-------- Document text --------

I’ve successfully installed and set up a MATE installation on my Raspberry PI 2 with all the right accounts, permissions, etc etc.
I wanted to create an image of this and deploy it to multiple Raspberry PI 2’s so I used W32 Disk Imager to make an IMG file out of it.
Then using a microSD card from the same manufacturer and the same size, I wrote the IMG to it.
Now when I try to boot up from this new microSD card, I get an error and it stops:
Kernel panic - not syncing: VFS: Unable to mount root fs on unknown-block(179,2)
I went to Gparted to run a check on the /dev/sdd2 partition. But that didn’t work either. Now when I boot up I get:
Kernel panic - not syncing: No init found. Try passing init= option to kernel.
Been trying unsuccessfully to figure this out. What am I doing wrong?
There could be a chance Win32 Disk Imager isn't reading/writing all of the partition data to the image file in the same block order as the original, I'd suggest trying a different utility.
A Linux distro (or even the Raspberry Pi if you have a USB reader) can use the dd command:
dd if=/dev/sXXX of=/path/to/image.img
To restore:
dd if=/path/to/image.img of=/dev/sXXXY
(Replace sXXXY with the device block - Be careful!)

--------

Task instructions:
Reproduce word for word the portion of the Raspberry Pi imaging thread starting at "I went to Gparted" and ending at "I doing wrong?". The items that follow come from a separate source.

-------- Data section --------

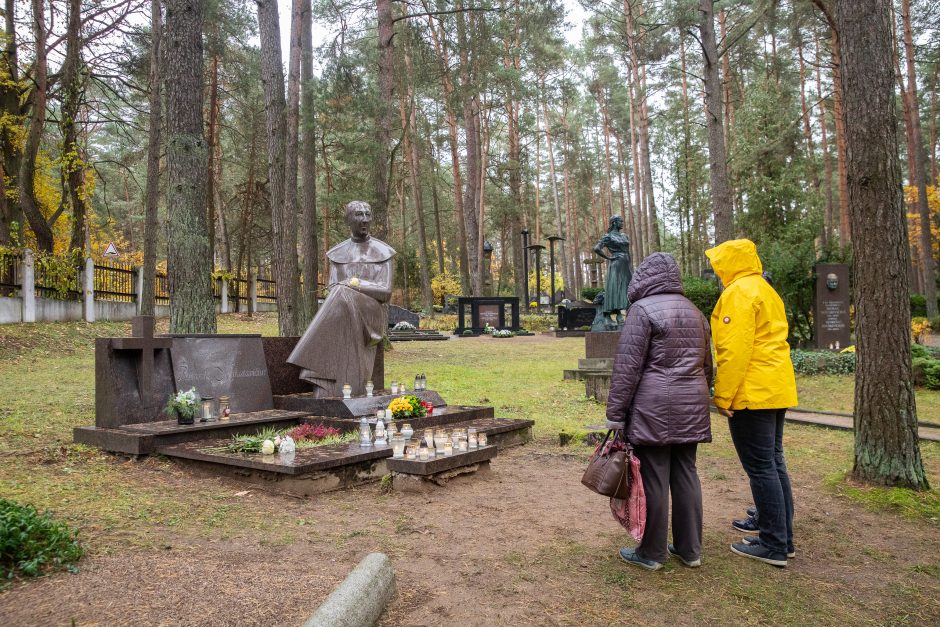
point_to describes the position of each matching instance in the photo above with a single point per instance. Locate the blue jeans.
(758, 438)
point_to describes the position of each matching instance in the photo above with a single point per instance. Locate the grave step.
(144, 438)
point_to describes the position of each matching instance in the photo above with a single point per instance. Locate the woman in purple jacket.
(659, 391)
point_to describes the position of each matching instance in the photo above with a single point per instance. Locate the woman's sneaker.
(630, 557)
(747, 525)
(689, 563)
(759, 552)
(752, 540)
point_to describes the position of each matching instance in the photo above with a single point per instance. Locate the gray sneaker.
(752, 540)
(760, 553)
(690, 563)
(630, 557)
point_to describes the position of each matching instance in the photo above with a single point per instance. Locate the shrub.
(588, 293)
(822, 362)
(32, 543)
(703, 294)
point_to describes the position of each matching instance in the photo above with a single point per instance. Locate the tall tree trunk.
(30, 204)
(10, 211)
(919, 174)
(386, 79)
(414, 163)
(72, 87)
(152, 192)
(282, 214)
(886, 441)
(308, 168)
(192, 307)
(213, 141)
(845, 224)
(722, 204)
(824, 140)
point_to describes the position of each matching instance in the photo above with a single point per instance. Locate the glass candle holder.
(225, 408)
(207, 409)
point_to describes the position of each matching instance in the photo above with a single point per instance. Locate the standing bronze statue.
(339, 345)
(619, 268)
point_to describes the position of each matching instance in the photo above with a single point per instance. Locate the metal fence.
(115, 282)
(58, 282)
(10, 280)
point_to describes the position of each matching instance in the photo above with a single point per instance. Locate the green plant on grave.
(184, 404)
(32, 543)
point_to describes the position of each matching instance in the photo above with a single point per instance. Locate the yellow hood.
(733, 259)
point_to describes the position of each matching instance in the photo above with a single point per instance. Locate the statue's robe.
(339, 345)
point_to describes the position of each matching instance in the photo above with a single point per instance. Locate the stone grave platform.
(134, 377)
(326, 468)
(418, 335)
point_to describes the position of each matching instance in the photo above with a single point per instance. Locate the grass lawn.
(527, 546)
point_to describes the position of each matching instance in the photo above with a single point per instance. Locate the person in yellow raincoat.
(754, 386)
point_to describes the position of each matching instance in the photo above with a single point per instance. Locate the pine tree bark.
(72, 87)
(919, 173)
(383, 132)
(886, 441)
(722, 204)
(152, 191)
(27, 190)
(283, 222)
(192, 307)
(308, 167)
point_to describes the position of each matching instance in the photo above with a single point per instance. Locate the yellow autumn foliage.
(913, 220)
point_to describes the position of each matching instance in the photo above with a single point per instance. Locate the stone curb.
(360, 600)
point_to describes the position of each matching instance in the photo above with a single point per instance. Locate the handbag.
(606, 473)
(631, 511)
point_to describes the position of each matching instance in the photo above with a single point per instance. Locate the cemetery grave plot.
(130, 386)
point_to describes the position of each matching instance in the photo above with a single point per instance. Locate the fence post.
(224, 296)
(28, 286)
(89, 290)
(252, 292)
(139, 288)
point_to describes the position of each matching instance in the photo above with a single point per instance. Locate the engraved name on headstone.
(832, 321)
(231, 365)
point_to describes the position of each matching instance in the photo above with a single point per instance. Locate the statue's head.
(359, 219)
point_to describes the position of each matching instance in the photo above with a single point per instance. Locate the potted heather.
(184, 406)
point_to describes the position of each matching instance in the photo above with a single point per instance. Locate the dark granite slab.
(303, 461)
(441, 464)
(348, 407)
(442, 416)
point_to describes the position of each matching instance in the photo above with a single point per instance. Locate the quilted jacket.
(663, 366)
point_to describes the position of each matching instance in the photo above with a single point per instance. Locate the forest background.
(463, 122)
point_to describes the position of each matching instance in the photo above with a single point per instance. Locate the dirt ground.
(524, 544)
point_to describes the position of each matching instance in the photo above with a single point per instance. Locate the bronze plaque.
(219, 365)
(832, 320)
(489, 315)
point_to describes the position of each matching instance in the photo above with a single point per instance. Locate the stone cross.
(143, 340)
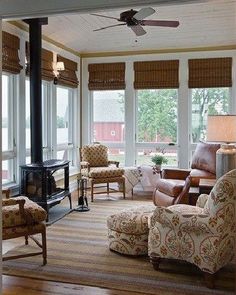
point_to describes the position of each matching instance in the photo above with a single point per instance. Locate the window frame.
(67, 147)
(157, 145)
(11, 153)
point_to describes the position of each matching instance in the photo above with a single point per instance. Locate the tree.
(157, 115)
(207, 101)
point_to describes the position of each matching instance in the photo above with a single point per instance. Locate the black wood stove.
(39, 185)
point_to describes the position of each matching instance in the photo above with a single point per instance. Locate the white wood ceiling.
(212, 23)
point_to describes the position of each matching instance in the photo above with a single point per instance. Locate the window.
(207, 101)
(8, 130)
(156, 124)
(108, 124)
(64, 123)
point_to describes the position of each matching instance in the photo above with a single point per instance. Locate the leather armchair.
(203, 235)
(174, 186)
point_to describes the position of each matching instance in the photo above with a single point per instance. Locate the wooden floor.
(24, 286)
(12, 285)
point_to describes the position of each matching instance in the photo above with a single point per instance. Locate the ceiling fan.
(135, 20)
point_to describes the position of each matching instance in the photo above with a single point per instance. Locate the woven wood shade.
(156, 74)
(10, 58)
(210, 72)
(68, 76)
(46, 63)
(108, 76)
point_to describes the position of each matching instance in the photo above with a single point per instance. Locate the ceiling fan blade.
(160, 23)
(138, 30)
(143, 13)
(105, 16)
(109, 27)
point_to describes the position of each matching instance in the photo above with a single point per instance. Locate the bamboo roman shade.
(210, 72)
(10, 58)
(106, 76)
(46, 63)
(68, 76)
(156, 74)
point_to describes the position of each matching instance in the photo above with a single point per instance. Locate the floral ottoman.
(128, 230)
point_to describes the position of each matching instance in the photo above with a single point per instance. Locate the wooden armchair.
(23, 218)
(96, 167)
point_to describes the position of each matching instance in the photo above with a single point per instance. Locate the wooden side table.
(206, 185)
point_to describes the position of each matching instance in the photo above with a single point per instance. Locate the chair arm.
(6, 192)
(85, 165)
(114, 163)
(175, 173)
(24, 212)
(16, 201)
(201, 201)
(191, 223)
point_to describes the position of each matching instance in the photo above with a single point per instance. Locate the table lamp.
(222, 128)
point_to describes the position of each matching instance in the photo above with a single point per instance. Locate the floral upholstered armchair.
(203, 234)
(22, 217)
(96, 167)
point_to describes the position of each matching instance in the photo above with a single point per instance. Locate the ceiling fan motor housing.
(127, 16)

--------

Answer below:
I went to Gparted to run a check on the /dev/sdd2 partition. But that didn’t work either. Now when I boot up I get:
Kernel panic - not syncing: No init found. Try passing init= option to kernel.
Been trying unsuccessfully to figure this out. What am I doing wrong?